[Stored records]
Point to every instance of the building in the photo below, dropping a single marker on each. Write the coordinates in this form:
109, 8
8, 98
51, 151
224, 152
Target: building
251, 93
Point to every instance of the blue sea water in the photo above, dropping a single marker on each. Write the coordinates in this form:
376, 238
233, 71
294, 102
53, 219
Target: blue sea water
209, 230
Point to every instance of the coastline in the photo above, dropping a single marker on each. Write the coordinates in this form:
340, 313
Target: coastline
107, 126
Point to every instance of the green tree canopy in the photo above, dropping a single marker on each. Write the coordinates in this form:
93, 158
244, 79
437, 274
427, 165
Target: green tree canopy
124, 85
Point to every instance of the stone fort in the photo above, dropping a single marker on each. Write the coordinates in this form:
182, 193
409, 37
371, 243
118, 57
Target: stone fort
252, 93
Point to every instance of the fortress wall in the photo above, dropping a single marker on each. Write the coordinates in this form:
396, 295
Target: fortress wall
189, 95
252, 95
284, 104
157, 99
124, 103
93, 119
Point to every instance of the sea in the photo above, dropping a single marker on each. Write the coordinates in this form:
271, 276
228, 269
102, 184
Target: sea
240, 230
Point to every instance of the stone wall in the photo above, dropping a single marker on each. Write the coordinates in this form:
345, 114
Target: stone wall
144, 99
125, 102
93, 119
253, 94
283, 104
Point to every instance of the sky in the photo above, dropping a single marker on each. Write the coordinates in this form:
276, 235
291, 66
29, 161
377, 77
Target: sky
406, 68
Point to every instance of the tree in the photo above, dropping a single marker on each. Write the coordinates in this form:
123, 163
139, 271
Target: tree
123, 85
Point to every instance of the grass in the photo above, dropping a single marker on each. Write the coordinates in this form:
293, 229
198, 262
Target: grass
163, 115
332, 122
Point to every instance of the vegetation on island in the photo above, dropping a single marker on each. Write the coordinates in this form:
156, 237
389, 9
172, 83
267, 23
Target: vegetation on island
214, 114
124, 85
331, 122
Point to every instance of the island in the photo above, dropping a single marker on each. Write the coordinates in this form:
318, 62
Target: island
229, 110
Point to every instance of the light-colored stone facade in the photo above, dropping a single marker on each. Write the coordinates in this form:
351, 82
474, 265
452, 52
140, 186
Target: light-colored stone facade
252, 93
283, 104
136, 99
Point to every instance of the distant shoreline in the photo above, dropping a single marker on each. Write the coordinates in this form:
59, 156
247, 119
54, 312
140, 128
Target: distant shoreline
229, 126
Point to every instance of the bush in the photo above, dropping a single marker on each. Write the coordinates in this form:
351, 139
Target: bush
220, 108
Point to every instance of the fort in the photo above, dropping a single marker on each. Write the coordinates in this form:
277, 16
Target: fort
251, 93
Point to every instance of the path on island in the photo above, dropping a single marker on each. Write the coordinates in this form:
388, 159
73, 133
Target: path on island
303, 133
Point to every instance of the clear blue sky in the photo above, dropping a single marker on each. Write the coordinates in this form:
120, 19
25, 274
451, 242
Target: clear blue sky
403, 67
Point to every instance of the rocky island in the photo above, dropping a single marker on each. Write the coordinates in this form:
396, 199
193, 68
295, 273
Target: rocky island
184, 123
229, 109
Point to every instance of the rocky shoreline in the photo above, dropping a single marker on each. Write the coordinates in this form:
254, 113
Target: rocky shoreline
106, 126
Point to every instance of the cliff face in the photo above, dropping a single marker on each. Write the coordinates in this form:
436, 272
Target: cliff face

[What to do]: Copy down the entries exactly, leaving out no line.

[The answer]:
Point to every instance of the building in the photo below, dropping a single marker on each. Write the coordinates in this form:
109, 8
8, 98
51, 151
224, 152
Target: building
251, 93
Point to every instance of the blue sea water in the photo above, dropping a single marker on each. Write the coordinates in this form:
376, 238
233, 71
294, 102
53, 219
Target: blue sea water
209, 230
Point to every instance of the coastline in the photo above, dropping a single marker on each. Write the coordinates in this form:
340, 313
Target: coastline
107, 126
Point to every instance of the green tree canopy in the photo above, dropping a single marker on each. Write the coordinates in this form:
93, 158
244, 79
437, 274
427, 165
Target: green tree canopy
124, 85
Point to every instance of the stone fort in the photo above, dropping a single marker on each. Write the coordinates in this form:
182, 193
409, 37
371, 243
118, 57
Target: stone fort
252, 93
Point to every instance of the fortress wall in the photo above, dropping a single marker on each. Write the coordinates in this form:
396, 295
Target: fortress wall
189, 95
252, 95
284, 104
157, 99
124, 103
93, 119
Point to every instance of the sea in the photo above, dropping a single marker on each. Write the coordinates in this form:
271, 276
228, 269
102, 184
Target: sea
240, 230
Point to every instance of the stone wall in the photo above, dropping a single marker on each. Write the coordinates in this form:
345, 114
Target: stone wall
144, 99
125, 102
93, 119
253, 94
283, 104
Point to every instance of the sky in the photo above, dropping a single marker on each. Write the coordinates in this form:
276, 235
291, 66
29, 161
377, 77
Target: sky
406, 68
Point to every instance of the tree in the photo above, dropping a single marker on each. Write the coordinates in this form:
123, 163
139, 271
Target: tree
123, 85
Point to every instance of the grass in the photo above, dropping a single marker on each. Write the coordinates in this form:
293, 229
198, 262
Target: grass
163, 115
332, 122
Point to every instance of the vegetation on island in the photo above, dropping a single marker on each. Write the coordinates in this form:
156, 237
389, 9
172, 83
267, 23
Target: vegetation on island
214, 114
124, 85
331, 122
Point to every instance of the island in the photo above, dropping a single marker on each. Write the coordinates in this form:
318, 62
Target: island
229, 110
Point to every instance of the light-colored stone facade in the photo above, dropping a single marker on each. Write the coordinates in this form:
351, 82
474, 265
452, 52
140, 186
Target: light-colored stone facade
252, 93
283, 104
136, 99
Point to every instance of the distant shoreline in the photo above, dropping a single marker on each. Write the coordinates in this form:
59, 156
247, 119
54, 312
140, 128
Target: distant shoreline
229, 126
Point to every instance of the bush in the photo above, dropping a single marker on each. Write the coordinates in this form:
351, 139
Target: bush
220, 108
Point to every instance of the fort in the photo above, dropping a single marker on each. Write the coordinates in this form:
277, 16
Target: fort
251, 93
Point to every instance of the path on island in the photo above, dropping a single marker on each. Write the coordinates in this form:
388, 159
73, 133
Target: path on island
303, 133
Point to every instance of the clear blue sky in the photo above, dropping a single marker on each. Write the coordinates in this form:
120, 19
25, 274
451, 242
Target: clear blue sky
403, 67
Point to every instance of the rocky island in the photo above, dropping a single marker on each. Write the coordinates in this form:
396, 199
193, 68
295, 273
Target: rocky island
184, 123
229, 109
Point to every instance of the rocky shoreline in the photo above, dropping a single marker on each. Write the coordinates in this form:
254, 113
Target: rocky shoreline
106, 126
Point to every instance of the cliff face in the photo above, dropping a single marker on each. Write the coordinates in this form:
436, 272
Target: cliff face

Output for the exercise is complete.